GIVEN PASSAGE
# Spurious-Free Dynamic Range (SFDR) Measurement

This example shows how to analyze a numerically controlled oscillator (NCO) of a digital down-converter (DDC) implemented in fixed-point arithmetic. The example measures the spurious free dynamic range (SFDR) of the NCO, and explore the effects of adding phase dither. The number of dither bits affects hardware implementation choices. The example shows trade-offs among noise floor level, spurious effects, and number of dither bits. The DDC in the example, designed to meet the GSM specification, models the Graychip 4016.

### Introduction

Numerically controlled oscillators (NCOs) are an efficient means of generating sinusoidal signals, and are useful when you require a continuous-phase sinusoidal signal with variable frequency.

A DDC is a key component of digital radios. It translates the high-input sample rates of a digital radio down to lower sample rates (baseband) for further and easier processing. Our DDC has an input rate of 69.333 MHz and is tasked with converting the rate down to 270.833 kHz in accordance with GSM specifications.

CHALLENGES
(1) List every abbreviation that the SFDR measurement text spells out, along with its expansion.
(2) Write the next part of the SFDR measurement text, picking up after its last sentence.

Segmentation annotation records
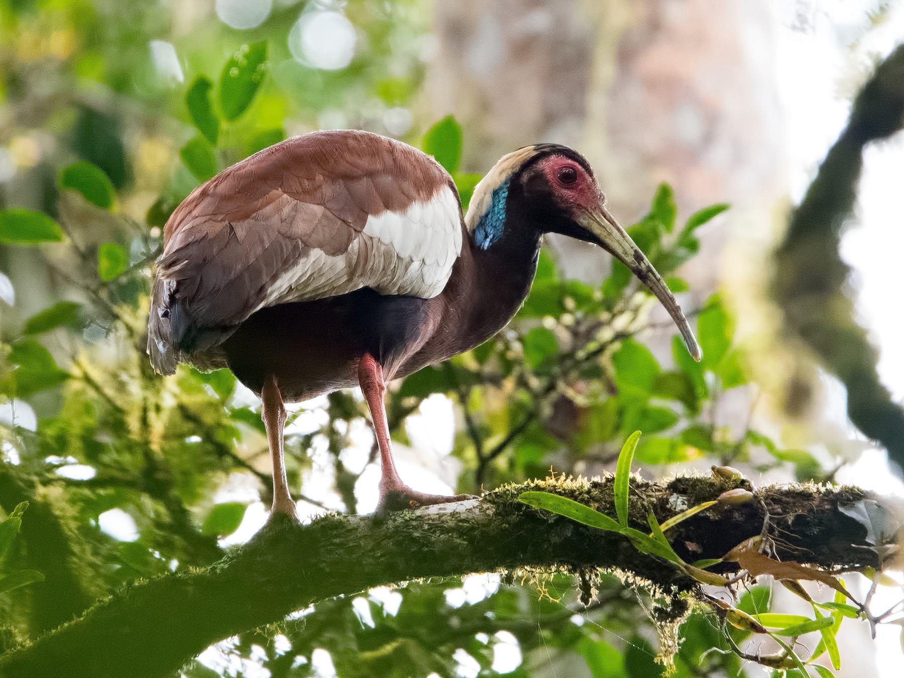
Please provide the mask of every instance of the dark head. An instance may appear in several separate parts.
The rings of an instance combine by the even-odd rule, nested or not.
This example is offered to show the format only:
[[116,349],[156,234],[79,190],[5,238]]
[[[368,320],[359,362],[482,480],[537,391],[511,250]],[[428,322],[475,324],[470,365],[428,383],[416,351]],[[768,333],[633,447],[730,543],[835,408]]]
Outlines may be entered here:
[[519,237],[515,229],[561,233],[598,245],[649,287],[678,325],[688,352],[701,359],[700,346],[674,297],[609,213],[593,169],[579,153],[541,144],[504,155],[475,188],[465,222],[481,250]]

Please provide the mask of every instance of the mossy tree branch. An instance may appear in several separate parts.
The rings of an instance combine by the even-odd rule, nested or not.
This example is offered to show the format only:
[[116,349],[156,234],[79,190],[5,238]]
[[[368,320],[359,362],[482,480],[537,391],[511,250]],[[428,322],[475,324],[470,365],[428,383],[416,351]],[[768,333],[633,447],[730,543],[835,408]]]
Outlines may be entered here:
[[[127,587],[79,618],[0,658],[5,678],[35,675],[162,676],[211,643],[338,595],[427,577],[565,568],[619,569],[666,593],[695,582],[637,551],[620,535],[540,513],[516,501],[529,489],[556,492],[615,514],[612,480],[561,479],[509,486],[440,507],[373,516],[328,515],[302,526],[278,514],[213,565]],[[747,481],[741,486],[749,487]],[[714,499],[716,477],[632,482],[631,523],[646,529],[674,506]],[[688,560],[723,555],[760,532],[768,512],[777,556],[827,569],[878,564],[867,530],[841,510],[866,498],[856,488],[771,486],[746,504],[709,511],[669,532]],[[727,566],[728,567],[728,566]]]
[[[848,391],[848,414],[904,466],[904,410],[876,372],[878,352],[855,318],[851,269],[839,245],[857,198],[863,147],[904,125],[904,45],[864,85],[776,251],[773,294],[785,325],[819,355]],[[894,311],[892,311],[894,312]]]

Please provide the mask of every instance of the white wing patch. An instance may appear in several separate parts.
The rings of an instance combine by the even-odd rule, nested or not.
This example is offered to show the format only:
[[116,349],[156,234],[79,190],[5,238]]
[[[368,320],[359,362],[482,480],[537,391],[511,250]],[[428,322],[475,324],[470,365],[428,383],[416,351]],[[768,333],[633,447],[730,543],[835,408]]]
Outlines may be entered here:
[[271,283],[258,306],[338,297],[362,287],[383,295],[436,297],[461,254],[458,201],[448,186],[404,212],[368,218],[363,231],[340,255],[306,250]]

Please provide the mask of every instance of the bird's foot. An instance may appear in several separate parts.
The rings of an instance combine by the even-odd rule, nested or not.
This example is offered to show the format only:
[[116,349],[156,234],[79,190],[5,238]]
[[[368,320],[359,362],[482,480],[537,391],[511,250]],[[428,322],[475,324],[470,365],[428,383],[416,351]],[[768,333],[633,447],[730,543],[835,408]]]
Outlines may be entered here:
[[285,513],[296,523],[298,522],[298,513],[295,508],[295,502],[288,497],[273,500],[273,506],[270,508],[270,514],[267,521],[272,520],[277,513]]
[[418,506],[430,506],[435,504],[453,504],[463,502],[466,499],[476,499],[474,494],[455,494],[447,496],[446,494],[428,494],[424,492],[412,490],[403,483],[393,484],[387,487],[380,488],[380,503],[377,504],[375,512],[377,516],[385,516],[393,511],[404,511],[405,509],[417,508]]

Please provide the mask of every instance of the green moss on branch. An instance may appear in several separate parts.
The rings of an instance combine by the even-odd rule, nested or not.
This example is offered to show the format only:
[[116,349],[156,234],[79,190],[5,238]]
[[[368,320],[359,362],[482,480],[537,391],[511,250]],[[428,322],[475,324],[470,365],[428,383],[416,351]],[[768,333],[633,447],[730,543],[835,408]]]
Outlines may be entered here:
[[[391,515],[327,515],[308,525],[277,515],[250,541],[209,568],[135,583],[80,618],[0,658],[0,675],[161,676],[211,643],[279,621],[311,603],[418,578],[518,569],[618,570],[667,592],[694,582],[639,553],[621,536],[541,513],[517,501],[546,490],[615,514],[611,478],[534,481],[479,500]],[[746,481],[741,481],[743,486]],[[729,489],[714,477],[633,479],[630,520],[645,529]],[[877,565],[865,528],[839,510],[855,488],[773,486],[760,501],[703,512],[670,532],[688,560],[715,558],[758,534],[763,507],[778,556],[825,568]]]

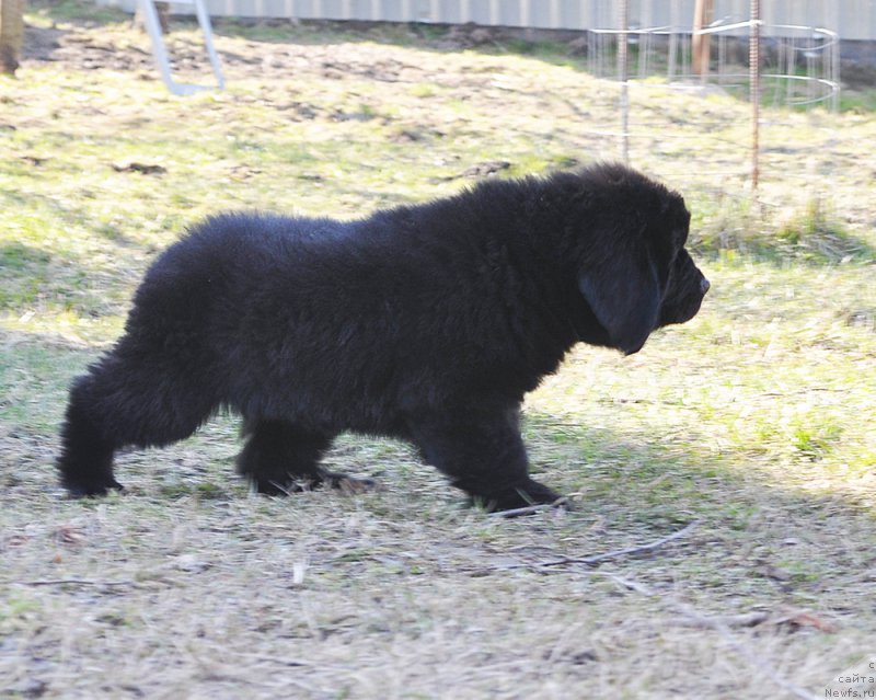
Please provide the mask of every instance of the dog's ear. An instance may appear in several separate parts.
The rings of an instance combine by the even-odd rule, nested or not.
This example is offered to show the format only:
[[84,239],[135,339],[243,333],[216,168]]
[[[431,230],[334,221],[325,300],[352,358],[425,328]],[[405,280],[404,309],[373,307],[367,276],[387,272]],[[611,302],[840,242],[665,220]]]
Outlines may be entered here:
[[614,347],[625,355],[642,349],[660,315],[660,283],[653,261],[621,254],[581,268],[578,289]]

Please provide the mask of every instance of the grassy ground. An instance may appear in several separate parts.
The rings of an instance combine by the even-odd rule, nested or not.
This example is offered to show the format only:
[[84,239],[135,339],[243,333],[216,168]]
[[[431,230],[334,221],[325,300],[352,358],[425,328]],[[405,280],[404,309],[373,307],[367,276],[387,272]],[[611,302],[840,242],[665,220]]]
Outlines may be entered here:
[[[84,12],[33,7],[0,79],[0,696],[825,697],[876,654],[872,113],[768,111],[752,200],[745,104],[633,89],[632,160],[687,196],[713,290],[531,395],[533,470],[573,513],[465,508],[361,437],[330,461],[381,491],[255,497],[233,416],[123,455],[124,497],[70,502],[66,389],[186,223],[618,153],[615,89],[562,46],[222,25],[228,90],[180,100],[141,34]],[[194,71],[196,34],[174,36]]]

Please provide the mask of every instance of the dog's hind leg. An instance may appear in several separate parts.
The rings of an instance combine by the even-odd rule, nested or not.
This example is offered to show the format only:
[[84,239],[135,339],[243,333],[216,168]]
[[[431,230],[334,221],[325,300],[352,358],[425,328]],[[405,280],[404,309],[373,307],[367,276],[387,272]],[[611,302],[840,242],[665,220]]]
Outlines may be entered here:
[[489,510],[551,504],[561,496],[529,477],[517,406],[448,411],[411,425],[426,461]]
[[191,374],[160,359],[126,360],[111,353],[70,390],[57,462],[61,484],[72,496],[122,489],[113,474],[117,449],[158,447],[188,437],[212,410]]
[[246,420],[246,445],[238,457],[238,471],[260,493],[285,495],[325,484],[333,489],[362,491],[373,485],[322,469],[320,459],[334,435],[307,431],[285,421]]

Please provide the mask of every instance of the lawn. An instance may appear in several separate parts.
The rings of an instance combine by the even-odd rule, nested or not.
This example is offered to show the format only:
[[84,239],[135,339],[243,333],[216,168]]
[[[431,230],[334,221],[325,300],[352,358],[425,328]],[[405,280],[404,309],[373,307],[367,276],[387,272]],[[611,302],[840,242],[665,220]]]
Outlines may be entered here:
[[872,95],[766,108],[752,195],[744,102],[633,85],[631,160],[684,194],[712,290],[529,397],[533,471],[574,510],[487,515],[364,436],[328,462],[380,490],[256,496],[233,415],[70,501],[69,382],[188,223],[613,159],[618,91],[563,44],[223,23],[228,89],[178,99],[124,15],[27,22],[0,78],[0,697],[823,698],[876,659]]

RESPONSES FOR EACH TASK
(1)
SFDR: spurious-free dynamic range
NCO: numerically controlled oscillator
DDC: digital down-converter

(2)
The DDC consists of an NCO and a mixer to quadrature down convert the input signal to baseband. A Cascaded Integrator-Comb (CIC) then low-pass filters the baseband signal, and along with two FIR decimating filters downsample the signal to achieve the desired low sample rate, which is then ready for further processing. The final stage, depending on the application, often includes a resampler that interpolates or decimates the signal to achieve the desired sample rate. Further filtering can be achieved with the resampler. See the block diagram of a typical DDC, below. Note that Simulink® handles complex signals, so we don't have to treat the I and Q channels separately.

### The Numerically Controlled Oscillator

The digital mixer section of the DDC includes a multiplier and an NCO, which provide channel selection or tuning for the radio. The mixer is basically a sine-cosine generator, creating complex values for each sine-cosine pair. The typical NCO has four components: the phase accumulator, the phase adder, the dither generator, and sine-cosine lookup table.

Here is a typical NCO circuit modeled in Simulink, similar to what you might see in the Graychip data sheet.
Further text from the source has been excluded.